• DOCUMENT SECTION:

┄┄┄┄┄┄

Wearing the pale blue T-shirt that symbolizes the movement, Ferrier said what makes this fight unique is that while a city can’t have any say on the operation of a pipeline, it does have jurisdiction over air quality. That’s why South Portland is probably the only municipality along the pipeline route that could potentially stop any plans to reverse the flow.
Ferrier said air pollution in Maine is a huge concern.
“Unfortunately, Maine is east of everyone else, so we get everyone else’s pollutants from our prevailing west winds; that’s why Maine is sometimes called the nation’s tailpipe,” she said. “We don’t want to add to that. We know that our children in Maine and in South Portland have a much higher incidence of asthma than anywhere else in the nation.”
Monday’s vote caps a two-year battle by Ferrier and her group. Last year, Clear Skies proponents lost a referendum by less than 200 votes that would have banned the pipeline’s reversal. Opponents said the referendum would have been bad for the whole city’s industry.

┄┄┄┄┄┄

• WORK TO COMPLETE:
Carry on the article about South Portland's fight against reversing the pipeline's flow, picking up after its final sentence.

Records from a collection:
┄┄┄┄┄┄

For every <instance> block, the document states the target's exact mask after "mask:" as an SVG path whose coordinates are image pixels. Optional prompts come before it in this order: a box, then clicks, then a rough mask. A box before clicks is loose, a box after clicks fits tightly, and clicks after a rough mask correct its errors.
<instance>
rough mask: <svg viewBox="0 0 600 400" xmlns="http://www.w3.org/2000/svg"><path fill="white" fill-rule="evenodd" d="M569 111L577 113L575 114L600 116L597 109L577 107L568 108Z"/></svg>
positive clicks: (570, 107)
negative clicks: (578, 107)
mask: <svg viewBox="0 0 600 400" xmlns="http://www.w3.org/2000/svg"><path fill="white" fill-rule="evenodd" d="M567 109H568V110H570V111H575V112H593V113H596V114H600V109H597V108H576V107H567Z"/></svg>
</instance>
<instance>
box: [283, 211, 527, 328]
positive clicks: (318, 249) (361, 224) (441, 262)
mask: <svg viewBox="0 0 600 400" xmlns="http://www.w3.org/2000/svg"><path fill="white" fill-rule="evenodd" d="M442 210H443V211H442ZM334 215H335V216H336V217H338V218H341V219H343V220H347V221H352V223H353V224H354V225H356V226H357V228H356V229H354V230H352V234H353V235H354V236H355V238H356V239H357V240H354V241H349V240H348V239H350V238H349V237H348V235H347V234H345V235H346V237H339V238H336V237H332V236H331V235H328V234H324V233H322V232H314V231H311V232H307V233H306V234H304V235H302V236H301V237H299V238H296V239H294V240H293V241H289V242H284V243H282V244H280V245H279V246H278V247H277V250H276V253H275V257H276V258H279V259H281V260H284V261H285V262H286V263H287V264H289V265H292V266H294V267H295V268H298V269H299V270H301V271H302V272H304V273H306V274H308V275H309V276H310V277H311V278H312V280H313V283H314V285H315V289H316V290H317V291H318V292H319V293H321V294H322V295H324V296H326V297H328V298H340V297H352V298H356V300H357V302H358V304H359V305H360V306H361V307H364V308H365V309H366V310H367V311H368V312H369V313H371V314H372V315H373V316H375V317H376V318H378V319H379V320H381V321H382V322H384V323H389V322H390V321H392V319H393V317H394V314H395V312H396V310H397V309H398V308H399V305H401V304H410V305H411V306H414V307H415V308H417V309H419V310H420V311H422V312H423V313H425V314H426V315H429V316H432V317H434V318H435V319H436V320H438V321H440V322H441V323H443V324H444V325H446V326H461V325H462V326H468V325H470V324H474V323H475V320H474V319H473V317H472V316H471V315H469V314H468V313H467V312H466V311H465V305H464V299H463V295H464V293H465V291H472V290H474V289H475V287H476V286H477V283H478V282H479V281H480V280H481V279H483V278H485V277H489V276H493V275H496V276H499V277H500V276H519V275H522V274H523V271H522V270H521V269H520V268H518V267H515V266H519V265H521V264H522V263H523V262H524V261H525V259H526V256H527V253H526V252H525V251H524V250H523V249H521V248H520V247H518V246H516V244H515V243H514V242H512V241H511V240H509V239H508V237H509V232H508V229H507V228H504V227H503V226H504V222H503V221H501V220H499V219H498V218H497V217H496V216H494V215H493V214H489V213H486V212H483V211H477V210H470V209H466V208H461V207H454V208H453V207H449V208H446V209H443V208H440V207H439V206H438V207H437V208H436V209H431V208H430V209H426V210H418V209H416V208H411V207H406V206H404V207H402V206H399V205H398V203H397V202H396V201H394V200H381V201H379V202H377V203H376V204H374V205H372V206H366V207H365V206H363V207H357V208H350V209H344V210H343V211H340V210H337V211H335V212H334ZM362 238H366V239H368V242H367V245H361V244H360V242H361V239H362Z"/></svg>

┄┄┄┄┄┄

• RESULT OF THE EXERCISE:
Jalbert said this ordinance seems to be a good compromise over last year’s referendum, because it would be much easier to reverse: with a simple vote of the council, otherwise another referendum would be needed to reverse the decision.
While the council overwhelmingly supports the ordinance, Michael Pock, the lone councillor who voted against the ordinance at first reading earlier this month, said this will set a dangerous precedent for any future business because it will allow environmentalists selling “scare tactics” to take precedence over industry.
“My big thing is jobs,” he said. “We can’t tell people we’re a business-friendly city, and then tell people what to do with their business.”
He said he’s convinced Monday’s vote will be passed by the same 6-1 margin as the first reading.
Burt Russell, vice-president of operations at Sprague Energy, told the local newspaper, The Forecaster, that the energy industry is constantly evolving, and limiting crude-oil exportation could limit future development.
He said he also has concerns about the precedent this ordinance could set.
“The city concluded on its own that there was an imminent risk, and now they’ve extended that to what was initially oilsands to all crude oil,” Russell said. “That to me sends a signal that if they can do that with this product, they can do that with other projects.”
Jalbert said if the ordinance passes, he expects oil companies will sue the city. Clear Skies proponents are already soliciting donations to a fund that would pay for a legal defence.
Representatives of Portland Montreal Pipe Line declined requests for an interview.